Excerpts from a location annotation dataset:

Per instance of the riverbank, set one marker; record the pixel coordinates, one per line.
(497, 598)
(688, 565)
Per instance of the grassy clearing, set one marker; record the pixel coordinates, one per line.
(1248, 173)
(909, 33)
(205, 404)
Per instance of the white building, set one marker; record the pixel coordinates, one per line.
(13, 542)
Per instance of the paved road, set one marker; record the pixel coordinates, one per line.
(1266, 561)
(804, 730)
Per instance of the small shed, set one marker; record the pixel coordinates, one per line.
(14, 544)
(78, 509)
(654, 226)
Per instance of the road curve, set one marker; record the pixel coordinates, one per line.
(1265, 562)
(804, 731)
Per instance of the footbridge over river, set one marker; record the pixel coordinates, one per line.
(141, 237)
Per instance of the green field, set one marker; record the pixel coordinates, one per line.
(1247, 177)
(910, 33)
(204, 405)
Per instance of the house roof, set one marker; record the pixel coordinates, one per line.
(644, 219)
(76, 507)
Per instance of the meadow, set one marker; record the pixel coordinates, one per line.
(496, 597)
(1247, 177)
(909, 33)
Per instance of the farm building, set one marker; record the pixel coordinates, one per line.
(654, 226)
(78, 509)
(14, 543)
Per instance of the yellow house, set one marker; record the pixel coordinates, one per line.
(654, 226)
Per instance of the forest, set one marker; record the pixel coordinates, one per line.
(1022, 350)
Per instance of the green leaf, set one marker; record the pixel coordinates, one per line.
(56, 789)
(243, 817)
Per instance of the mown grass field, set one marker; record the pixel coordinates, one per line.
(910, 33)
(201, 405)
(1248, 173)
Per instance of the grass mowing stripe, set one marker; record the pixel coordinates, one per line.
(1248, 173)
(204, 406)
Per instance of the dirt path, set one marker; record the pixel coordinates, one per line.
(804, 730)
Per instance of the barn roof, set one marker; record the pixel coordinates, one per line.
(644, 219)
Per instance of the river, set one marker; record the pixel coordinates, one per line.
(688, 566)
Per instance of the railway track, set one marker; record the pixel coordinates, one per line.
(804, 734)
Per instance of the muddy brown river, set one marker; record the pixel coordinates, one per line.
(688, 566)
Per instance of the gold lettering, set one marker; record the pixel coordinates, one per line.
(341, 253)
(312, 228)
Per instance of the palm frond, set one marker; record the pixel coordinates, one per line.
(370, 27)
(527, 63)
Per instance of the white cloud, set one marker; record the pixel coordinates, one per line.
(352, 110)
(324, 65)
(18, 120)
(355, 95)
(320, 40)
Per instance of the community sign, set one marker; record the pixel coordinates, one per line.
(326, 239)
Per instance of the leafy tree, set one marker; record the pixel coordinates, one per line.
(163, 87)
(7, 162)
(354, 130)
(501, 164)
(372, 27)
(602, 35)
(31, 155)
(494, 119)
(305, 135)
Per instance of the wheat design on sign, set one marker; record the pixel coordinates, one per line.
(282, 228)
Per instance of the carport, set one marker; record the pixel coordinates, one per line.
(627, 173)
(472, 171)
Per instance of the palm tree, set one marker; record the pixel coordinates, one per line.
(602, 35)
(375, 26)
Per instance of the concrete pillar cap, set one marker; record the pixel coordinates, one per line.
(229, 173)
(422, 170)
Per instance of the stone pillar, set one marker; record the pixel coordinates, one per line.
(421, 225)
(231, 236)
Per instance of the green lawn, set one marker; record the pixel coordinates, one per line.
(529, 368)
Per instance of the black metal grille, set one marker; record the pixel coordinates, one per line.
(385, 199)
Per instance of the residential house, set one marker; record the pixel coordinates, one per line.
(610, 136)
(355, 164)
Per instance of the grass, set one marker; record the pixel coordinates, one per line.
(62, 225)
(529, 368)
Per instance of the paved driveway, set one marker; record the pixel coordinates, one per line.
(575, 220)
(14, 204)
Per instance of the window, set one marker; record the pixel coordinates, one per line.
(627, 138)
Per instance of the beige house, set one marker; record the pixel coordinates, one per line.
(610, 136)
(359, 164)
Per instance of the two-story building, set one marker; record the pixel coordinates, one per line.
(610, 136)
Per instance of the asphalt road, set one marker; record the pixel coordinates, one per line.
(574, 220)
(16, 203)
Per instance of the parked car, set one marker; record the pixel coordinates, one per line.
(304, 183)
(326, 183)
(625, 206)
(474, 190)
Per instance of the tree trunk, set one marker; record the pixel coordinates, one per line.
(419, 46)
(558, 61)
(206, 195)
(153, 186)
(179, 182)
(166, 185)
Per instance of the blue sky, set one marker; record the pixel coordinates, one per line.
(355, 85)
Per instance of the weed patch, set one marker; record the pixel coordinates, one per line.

§ **Brief**: Please print all of the records above again, word for word and in the same order.

§ **Solution below**:
Per instance of the riverbank, set one marker; record the pixel coordinates, one per line.
(497, 598)
(688, 565)
Per instance of the grassy clearing, set one marker; record the pixel coordinates, one per line.
(1248, 173)
(909, 33)
(205, 404)
Per instance of the white building, set one marker; record the pixel coordinates, one per line.
(13, 542)
Per instance of the paved road, set one marker; record the pixel coordinates, one per line.
(1266, 561)
(804, 730)
Per instance of the small shed, set one marker; record the pixel coordinates, one per line.
(14, 544)
(78, 509)
(654, 226)
Per instance of the road curve, set one marker; record the pixel coordinates, one per line.
(1265, 562)
(804, 731)
Per instance of the footbridge over river, set one marker; record the pixel coordinates, one per line.
(141, 237)
Per instance of the green field, set one marker; record the pixel coordinates, one per line.
(1247, 177)
(910, 33)
(204, 405)
Per instance of the house roof, set one marker; record the pixel coordinates, one per line.
(644, 219)
(76, 507)
Per instance of the meadow, set one marker; record the pixel coordinates, one per line.
(496, 597)
(1247, 177)
(909, 33)
Per instance of the farm building, set one marker; record the pixel coordinates, one per line.
(654, 226)
(78, 509)
(14, 543)
Per instance of the yellow house, set one marker; record the pixel coordinates, one per line.
(654, 226)
Per instance of the forest, set one marker; record the pixel coordinates, one per line.
(1022, 350)
Per instance of the green leaf, set one marker; record the pixel coordinates, one per line.
(56, 789)
(243, 817)
Per instance of the mown grass field, set one marker; record the pixel coordinates, one per line.
(910, 33)
(201, 405)
(1248, 173)
Per instance of the grass mowing stripe, set one marker; record the pixel coordinates, one per line.
(1248, 173)
(204, 406)
Per instance of the dirt path, set one marker; record the pixel coordinates, one per line.
(804, 730)
Per instance of the barn roof, set one marker; record the pixel coordinates, one per line.
(644, 219)
Per instance of the river, set one marker; record the pixel coordinates, one per line.
(688, 566)
Per instance of the railway track, set one marker; record the pixel coordinates, one per line.
(804, 734)
Per instance of the muddy brown river, set one marker; record the pixel coordinates, one per line.
(688, 566)
Per instance of the gold lettering, set one marker; record the pixel coordinates, one per line.
(341, 253)
(312, 228)
Per instance of the palm frond, set one marker; record the pixel coordinates, one per line.
(370, 27)
(527, 63)
Per instance of the white cloud, set one marker; record the pixel coordinates, one per line.
(352, 110)
(324, 65)
(18, 120)
(355, 95)
(320, 40)
Per instance of the community sign, set one marker; record the pixel coordinates, one per line.
(326, 239)
Per instance of the leafy tree, set one marker; record the pixel coordinates, one per line.
(163, 87)
(7, 162)
(354, 130)
(501, 164)
(372, 27)
(602, 35)
(31, 155)
(494, 119)
(305, 135)
Per instance of the wheat design on sign, set one marker; record the pixel coordinates, one per line.
(282, 228)
Per instance of the carport, set one marker; record the pixel coordinates, one per line.
(627, 173)
(472, 171)
Per instance of the palm tree, set one marker; record the pixel coordinates, one per line.
(602, 35)
(375, 26)
Per instance of the concrete pillar cap, set one marker; record the pixel coordinates, one per line.
(229, 173)
(422, 170)
Per instance of the stone pillar, set one marker; record the pixel coordinates, one per line.
(421, 225)
(231, 236)
Per instance of the green lawn, set one marker; record the pixel coordinates, one per line.
(529, 368)
Per instance of the black metal grille, set one marker; record the pixel coordinates, one per line.
(385, 199)
Per instance of the residential house, set one marker; record the pixel coordinates, one per line.
(610, 136)
(355, 164)
Per instance of the grass, set one marker; record the pixel coordinates, one per line.
(62, 225)
(529, 368)
Per instance of the paved driveway, set one marker; record the pixel coordinates, one per line.
(575, 220)
(14, 204)
Per instance of the window, set one marker; record the pixel coordinates, one per line.
(627, 138)
Per instance of the beige house, set one marker; record the pixel coordinates, one per line.
(610, 136)
(359, 164)
Per instance of the two-story building, set one marker; record the pixel coordinates, one per line.
(610, 136)
Per instance of the asphalt road, set one marker; record the pixel coordinates, one per line.
(574, 220)
(16, 203)
Per instance of the parked car, set one marker; record the pixel coordinates, one per line.
(304, 183)
(326, 183)
(625, 206)
(474, 190)
Per instance of the tree trunk, set one marker; record the pixel coordinates, one per line.
(419, 46)
(558, 61)
(206, 195)
(153, 186)
(179, 182)
(166, 185)
Per instance of the blue sky, set one marker; record the pixel coordinates, one per line.
(355, 85)
Per instance of the weed patch, set one marker; record the pixel coordinates, one per line.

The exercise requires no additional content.